Render every one of the records below as a numbered list, skipping blank lines and leaving out the pictures.

"""

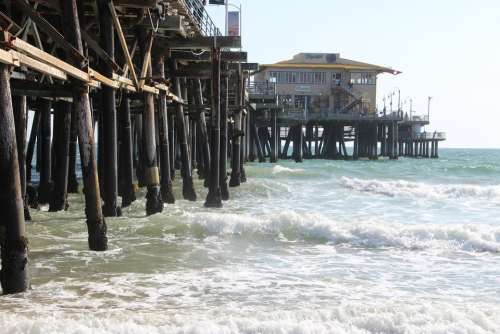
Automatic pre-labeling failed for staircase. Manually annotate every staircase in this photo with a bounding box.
[332,86,363,113]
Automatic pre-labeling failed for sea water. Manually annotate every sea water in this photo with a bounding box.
[0,150,500,334]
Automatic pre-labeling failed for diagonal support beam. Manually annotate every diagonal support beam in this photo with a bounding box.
[139,30,154,90]
[108,1,140,89]
[82,30,121,72]
[12,0,85,61]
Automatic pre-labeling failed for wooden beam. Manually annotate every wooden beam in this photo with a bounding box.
[15,0,85,61]
[114,0,158,8]
[82,30,121,72]
[154,36,241,53]
[139,30,154,90]
[10,79,73,98]
[10,37,90,82]
[108,1,140,89]
[0,12,21,34]
[171,51,248,62]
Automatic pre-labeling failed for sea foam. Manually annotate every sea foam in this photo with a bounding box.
[340,177,500,203]
[186,211,500,253]
[0,301,500,334]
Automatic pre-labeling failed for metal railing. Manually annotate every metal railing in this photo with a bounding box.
[183,0,222,36]
[247,82,276,96]
[403,113,429,122]
[413,131,446,140]
[266,108,401,122]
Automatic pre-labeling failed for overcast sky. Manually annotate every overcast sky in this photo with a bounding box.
[207,0,500,148]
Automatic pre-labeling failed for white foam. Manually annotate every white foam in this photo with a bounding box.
[272,165,305,174]
[0,301,500,334]
[340,177,500,202]
[186,211,500,253]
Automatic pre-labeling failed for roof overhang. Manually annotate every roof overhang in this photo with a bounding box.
[260,63,402,75]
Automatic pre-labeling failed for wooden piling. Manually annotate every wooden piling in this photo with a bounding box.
[169,59,196,201]
[270,109,279,163]
[0,63,29,294]
[38,99,52,204]
[153,55,175,204]
[137,28,163,215]
[26,111,41,187]
[49,101,72,212]
[229,64,245,187]
[68,107,78,194]
[119,92,136,207]
[205,47,222,208]
[194,79,210,185]
[219,62,229,201]
[12,96,31,221]
[97,0,121,217]
[61,0,108,251]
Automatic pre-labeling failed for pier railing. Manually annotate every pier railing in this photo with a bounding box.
[182,0,222,36]
[247,82,276,96]
[264,108,401,122]
[399,131,446,141]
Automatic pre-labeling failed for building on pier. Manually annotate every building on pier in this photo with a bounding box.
[248,53,445,161]
[255,53,400,117]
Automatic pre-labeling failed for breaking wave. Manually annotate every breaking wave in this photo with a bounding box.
[340,177,500,201]
[182,212,500,253]
[271,165,305,174]
[0,302,500,334]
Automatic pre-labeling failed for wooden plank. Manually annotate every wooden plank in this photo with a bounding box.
[171,51,248,62]
[139,30,154,90]
[15,0,85,61]
[10,79,73,98]
[10,38,90,82]
[114,0,158,8]
[82,30,121,72]
[0,12,21,34]
[153,36,241,52]
[89,69,120,89]
[16,52,68,80]
[108,1,140,88]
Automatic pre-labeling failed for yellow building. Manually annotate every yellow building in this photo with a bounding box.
[254,53,400,115]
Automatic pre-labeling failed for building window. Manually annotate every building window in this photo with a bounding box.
[332,72,342,86]
[350,73,377,85]
[295,95,311,109]
[278,95,292,106]
[269,71,326,85]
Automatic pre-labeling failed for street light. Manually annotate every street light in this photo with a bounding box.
[427,96,433,122]
[388,92,396,114]
[225,0,243,36]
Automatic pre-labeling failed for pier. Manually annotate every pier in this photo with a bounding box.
[0,0,445,294]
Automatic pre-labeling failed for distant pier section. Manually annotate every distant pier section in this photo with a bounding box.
[0,0,445,294]
[248,53,446,161]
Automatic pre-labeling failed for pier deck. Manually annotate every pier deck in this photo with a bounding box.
[0,0,444,293]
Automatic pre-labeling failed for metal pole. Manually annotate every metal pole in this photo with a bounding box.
[427,96,432,122]
[225,0,229,36]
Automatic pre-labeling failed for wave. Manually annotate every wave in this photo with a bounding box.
[0,301,500,334]
[340,177,500,201]
[271,165,305,174]
[184,212,500,253]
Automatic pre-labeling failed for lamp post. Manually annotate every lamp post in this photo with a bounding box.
[389,92,396,114]
[225,0,243,36]
[427,96,433,122]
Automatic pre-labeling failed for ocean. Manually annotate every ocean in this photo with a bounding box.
[0,149,500,334]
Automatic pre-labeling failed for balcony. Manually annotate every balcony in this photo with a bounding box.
[170,0,222,37]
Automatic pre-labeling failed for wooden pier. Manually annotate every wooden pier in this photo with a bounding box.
[0,0,256,293]
[0,0,444,294]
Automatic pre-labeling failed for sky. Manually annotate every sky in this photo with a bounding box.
[207,0,500,148]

"""

## Response
1. Automatic pre-labeling failed for staircase. Manually annotate every staircase in this photo with a bounding box.
2. [332,86,363,113]
3. Automatic pre-labeling failed for sea water. Manually annotate every sea water in this photo with a bounding box.
4. [0,150,500,334]
5. Automatic pre-labeling failed for diagonal support beam. Manually annotate every diagonal support beam in this photo with a bounding box.
6. [139,30,154,90]
7. [108,1,140,89]
8. [82,30,121,72]
9. [12,0,85,61]
10. Automatic pre-labeling failed for wooden beam. Manually annotate every wooden beam in this photo with a bounding box.
11. [15,0,85,61]
12. [114,0,158,8]
13. [82,30,121,72]
14. [154,36,241,53]
15. [139,30,154,90]
16. [10,79,73,98]
17. [10,37,90,82]
18. [108,1,140,89]
19. [0,12,21,34]
20. [171,51,248,62]
21. Automatic pre-labeling failed for sea foam. Manually annotate every sea foam in this photo with a bounding box.
22. [340,177,500,203]
23. [186,211,500,253]
24. [0,301,500,334]
25. Automatic pre-labeling failed for metal railing. Manually annotate every metal railing in this photo with a bounding box.
26. [183,0,222,36]
27. [247,82,276,96]
28. [403,113,429,122]
29. [413,131,446,140]
30. [266,108,401,122]
31. Automatic pre-labeling failed for overcast sky. Manually annotate every overcast sky in this photo with a bounding box.
32. [207,0,500,148]
33. Automatic pre-labeling failed for white foam. Manually annotate every white foam in this photo with a bounding box.
34. [272,165,305,174]
35. [0,301,500,334]
36. [340,177,500,202]
37. [186,211,500,253]
38. Automatic pre-labeling failed for roof overhang. Manually annotate every roof overhang in this photo with a bounding box.
39. [260,63,402,75]
40. Automatic pre-labeling failed for wooden piling. Manually annotate every wooden piling in this photo with a bounding box.
41. [169,59,196,201]
42. [270,109,279,163]
43. [0,63,29,294]
44. [38,99,52,204]
45. [153,55,175,204]
46. [137,28,163,215]
47. [26,111,41,187]
48. [49,101,72,212]
49. [229,64,245,187]
50. [68,107,78,194]
51. [119,92,136,207]
52. [205,47,222,208]
53. [194,79,210,185]
54. [219,62,229,201]
55. [12,96,31,221]
56. [97,0,121,217]
57. [61,0,108,251]
58. Automatic pre-labeling failed for pier railing. Manually annotate every pier railing in this photo with a bounding box.
59. [182,0,222,36]
60. [247,82,276,96]
61. [264,108,401,122]
62. [399,131,446,141]
63. Automatic pre-labeling failed for building on pier. Manually annotate every building on pier in this photo with a bounding box.
64. [248,53,445,161]
65. [255,53,400,117]
66. Automatic pre-labeling failed for breaking wave. Manually annotate every breaking wave in this photo with a bounding box.
67. [340,177,500,201]
68. [182,212,500,253]
69. [271,165,305,174]
70. [0,302,500,334]
71. Automatic pre-labeling failed for wooden plank. Manually annotate every wooden plank in this photo with a bounding box.
72. [171,51,248,62]
73. [139,30,154,90]
74. [15,0,85,61]
75. [10,79,73,98]
76. [10,38,90,82]
77. [114,0,158,8]
78. [82,30,121,72]
79. [0,12,21,34]
80. [153,36,241,52]
81. [89,69,120,89]
82. [16,52,68,80]
83. [108,1,140,88]
84. Automatic pre-labeling failed for yellow building. Manually annotate every yellow building in this photo with a bounding box.
85. [254,53,400,115]
86. Automatic pre-labeling failed for building window. Manually annotate every building window in this photo with a bounding box.
87. [332,72,342,86]
88. [350,73,377,85]
89. [295,95,311,109]
90. [278,95,292,106]
91. [269,71,326,85]
92. Automatic pre-labeling failed for street light. Manually annotate every street light in this photo with a bounding box.
93. [427,96,433,122]
94. [388,92,396,114]
95. [225,0,243,36]
96. Automatic pre-labeling failed for pier. Manually annotate every pier in this photo with a bounding box.
97. [0,0,445,294]
98. Automatic pre-labeling failed for distant pier section. Manually annotate every distant pier section in this photo with a bounding box.
99. [0,0,445,294]
100. [248,53,446,161]
101. Automatic pre-labeling failed for pier deck. Manually annotate every pier deck in this photo with a bounding box.
102. [0,0,444,293]
103. Automatic pre-labeling failed for metal pole. Manually annotate every metal pole in this photo with a bounding box.
104. [427,96,432,122]
105. [225,0,229,36]
106. Automatic pre-labeling failed for wave. Manually annotate every wave in this photo with a bounding box.
107. [0,301,500,334]
108. [340,177,500,201]
109. [271,165,305,174]
110. [184,212,500,253]
111. Automatic pre-labeling failed for lamp post. Manually annotate every lamp post in this photo with a bounding box.
112. [389,92,396,114]
113. [225,0,243,36]
114. [427,96,433,122]
115. Automatic pre-labeling failed for ocean. Manually annotate every ocean in this photo with a bounding box.
116. [0,149,500,334]
117. Automatic pre-labeling failed for balcony. Manually annotate every balcony in this photo with a bounding box.
118. [170,0,222,37]
119. Automatic pre-labeling failed for wooden pier. Manually annotate every wooden pier in this photo with a bounding box.
120. [0,0,256,293]
121. [0,0,444,294]
122. Automatic pre-labeling failed for sky. Manually annotate every sky in this photo with a bounding box.
123. [207,0,500,148]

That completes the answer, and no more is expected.